» Requisito
Prosigue el texto sobre las conferencias de Carmen Martín Gaite a partir de su última oración.

Y aunque no tenga tanto protagonismo, deben tenerse en cuenta, asimismo, las referencias a la cultura, a la literatura italiana, sobre todo, a Pavese. En esencia, de lo que tratan todas estas conferencias es de la interrelación que existe entre la vida y la literatura. Carmen Martín Gaite tiene su propia manera de encarar los textos, con independencia, sin seguir modas ni tampoco valoraciones establecidas, con tanta sencillez como profundidad, haciendo fácil lo complejo, habilidad que parecen haber perdido no pocos profesores, vinculándolos a sus tradiciones correspondientes, donde pueden entenderse mejor. Véanse, por ejemplo, los lúcidos comentarios que le dedica a Cumbres borrascosas. De todo ello se ocupa José Teruel en su imprescindible prólogo y en el resto de las informaciones que acompañan a las conferencias. En fin, si alguien quiere saber qué es una conferencia modélica ("Yo mis conferencias las preparo", confesión innecesaria, pues salta a la vista, página 27), cómo se artícula y qué mecanismos retóricos pueden utilizarse, con su correspondiente puesta en escena, que incluía su singular atuendo, empezando por sus tocados, aquí tiene un puñado de buenos ejemplos.

Estas intervenciones públicas son, en síntesis, ensayos preparados para ser dichos ante un público, permitiéndole entonar, improvisar, incluso cantar (por ejemplo, el bolero "quizá, quizá, quizá"), lo que consideraba necesario para seducir al espectador, ya fueran recitados de versos, ya digresiones improvisadas. No en vano, en un momento dado se refiere a sus "maestros del habla": Cunqueiro, Torrente Ballester y Aldecoa. Sea como fuere, a la conferencia le sienta bien el encargo, aunque —en la mayoría de las ocasiones— fuera ella misma quien eligiera los temas, que guardaban relación con sus inquietudes o con materias en las que estaba trabajando y que conocía bien. En suma, son un modelo de cómo se puede barajar la experiencia personal y el conocimiento profundo de un tema, recurriendo a la mejor bibliografía (Mircea Eliade, Bachelard, Brenan, Todorov...), sin caer por ello en la ostentación erudita.

» Datos
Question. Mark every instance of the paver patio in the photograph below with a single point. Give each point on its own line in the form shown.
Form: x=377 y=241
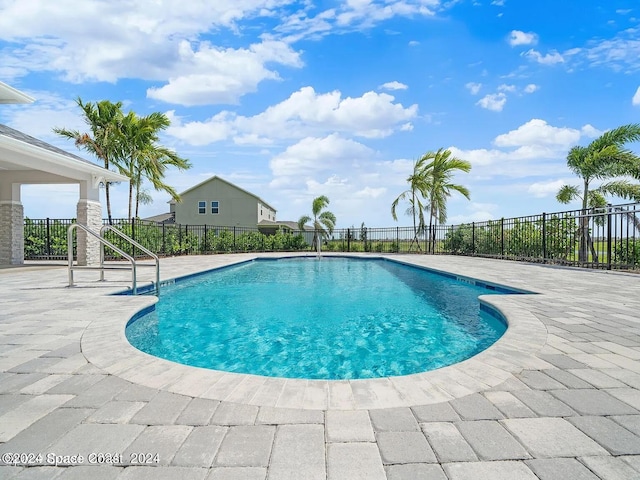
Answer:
x=558 y=397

» Respuesta redactada
Me gustaría llamar la atención también sobre los conceptos nuevos que acuña o a los que les proporciona un nuevo curso: las ataduras; la búsqueda del interlocutor (se ha puesto el acento en el interlocutor, pero no habría que olvidarse de la búsqueda) (página 512); el papel de las ventanas en la vida de las mujeres, a veces con sus correspondientes visillos (recuérdese que su libro Desde la ventana es "un análisis de la mirada femenina a través y a lo largo de la literatura española", página 87; o el artículo, excelente, que le dedica a Hopper, a quien define como "especializado en ventanas", y como "cazador del instante fugitivo", página 151); el sistema de la retahíla; la novela de papeles atados (página 460); la escritura a rachas; la idea –tan propia de la madurez- de que lo raro es vivir; o los usos amorosos, que en la posguerra parecían tan sorprendentes como en el XVIII. No en vano, todas estas denominaciones las utilizó a menudo en los títulos de sus libros.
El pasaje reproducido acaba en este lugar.